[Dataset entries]

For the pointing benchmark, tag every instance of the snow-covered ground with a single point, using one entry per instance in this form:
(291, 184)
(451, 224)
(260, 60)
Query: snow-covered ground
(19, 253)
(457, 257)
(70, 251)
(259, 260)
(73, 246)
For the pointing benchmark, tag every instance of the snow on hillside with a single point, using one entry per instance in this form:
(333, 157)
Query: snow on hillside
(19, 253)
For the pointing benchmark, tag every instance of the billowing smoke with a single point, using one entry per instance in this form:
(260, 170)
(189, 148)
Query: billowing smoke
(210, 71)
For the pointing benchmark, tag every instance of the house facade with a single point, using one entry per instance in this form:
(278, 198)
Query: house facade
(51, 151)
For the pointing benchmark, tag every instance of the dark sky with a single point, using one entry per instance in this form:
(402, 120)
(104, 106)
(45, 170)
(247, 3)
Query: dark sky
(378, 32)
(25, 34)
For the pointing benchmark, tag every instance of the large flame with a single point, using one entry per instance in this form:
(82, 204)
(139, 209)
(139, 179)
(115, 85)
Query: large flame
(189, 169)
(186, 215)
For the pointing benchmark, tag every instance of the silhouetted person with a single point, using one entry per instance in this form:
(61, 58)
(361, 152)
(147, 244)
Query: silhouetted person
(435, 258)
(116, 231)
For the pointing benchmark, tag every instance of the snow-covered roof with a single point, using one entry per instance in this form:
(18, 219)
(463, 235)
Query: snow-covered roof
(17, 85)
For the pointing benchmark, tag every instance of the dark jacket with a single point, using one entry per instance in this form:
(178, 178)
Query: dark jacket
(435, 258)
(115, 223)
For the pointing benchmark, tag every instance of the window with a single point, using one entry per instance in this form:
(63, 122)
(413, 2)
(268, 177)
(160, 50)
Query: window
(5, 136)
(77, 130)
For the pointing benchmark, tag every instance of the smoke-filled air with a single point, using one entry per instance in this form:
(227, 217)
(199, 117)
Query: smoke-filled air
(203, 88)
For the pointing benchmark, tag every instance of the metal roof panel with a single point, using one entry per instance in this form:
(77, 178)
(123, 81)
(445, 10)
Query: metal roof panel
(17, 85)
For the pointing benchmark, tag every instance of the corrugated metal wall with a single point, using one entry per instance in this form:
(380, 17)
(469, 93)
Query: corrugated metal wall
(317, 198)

§ GIVEN TASK
Return the listing above in its exact form.

§ PROBLEM SOLUTION
For the pointing benchmark, tag every instance of the snow-covered ground with a single point, using one entry per instance in this form:
(291, 184)
(451, 224)
(260, 60)
Query: snow-covered ground
(19, 253)
(457, 257)
(70, 251)
(259, 260)
(73, 246)
For the pointing benchmark, tag every instance of the snow on hillside with a single point, using one entry per instance in this form:
(333, 157)
Query: snow on hillside
(19, 253)
For the pointing benchmark, tag every instance of the billowing smoke with a single point, using one entry per instance in this form:
(260, 170)
(189, 148)
Query: billowing smoke
(210, 71)
For the pointing benchmark, tag every instance of the house facade with a single point, using one entry per instance in this form:
(278, 198)
Query: house facade
(51, 151)
For the pointing benchmark, tag every instance of the dark sky with a single point, using one entry per instance in this form:
(402, 120)
(104, 106)
(45, 170)
(247, 3)
Query: dark sky
(378, 32)
(25, 34)
For the pointing benchmark, tag every instance of the large flame with a single point, using one entry per instance in this form:
(82, 204)
(139, 209)
(139, 179)
(115, 85)
Query: large flame
(189, 169)
(186, 215)
For the pointing benchmark, tag every instance of the silhouetted person with a single point, using one entry per instance in this form:
(61, 58)
(361, 152)
(147, 244)
Query: silhouetted person
(435, 258)
(116, 231)
For the pointing benchmark, tag every instance of the snow-covered roof with a single point, using one entry per instance in this form:
(18, 219)
(463, 235)
Query: snow-covered roof
(17, 85)
For the pointing benchmark, tag every instance of the dark jacket with a single point, using one entry per instance in this form:
(178, 178)
Query: dark jacket
(435, 258)
(115, 223)
For the pointing benchmark, tag every instance of the window with a single point, using one entry per instance in this form:
(63, 122)
(413, 2)
(268, 177)
(160, 50)
Query: window
(5, 136)
(77, 130)
For the pointing benchmark, tag every instance of the smoke-filled air with a single point, using one entry per instance in this form:
(227, 217)
(199, 117)
Query: smoke-filled air
(203, 88)
For the pointing benchmark, tag every instance of the metal roof panel with a single point, using one entry per instance in this form:
(77, 178)
(123, 81)
(445, 10)
Query: metal roof panel
(17, 85)
For the pointing benchmark, tag every instance of the corrugated metal wall with a single point, using one entry per instance in this form:
(380, 17)
(469, 93)
Query: corrugated metal wall
(317, 198)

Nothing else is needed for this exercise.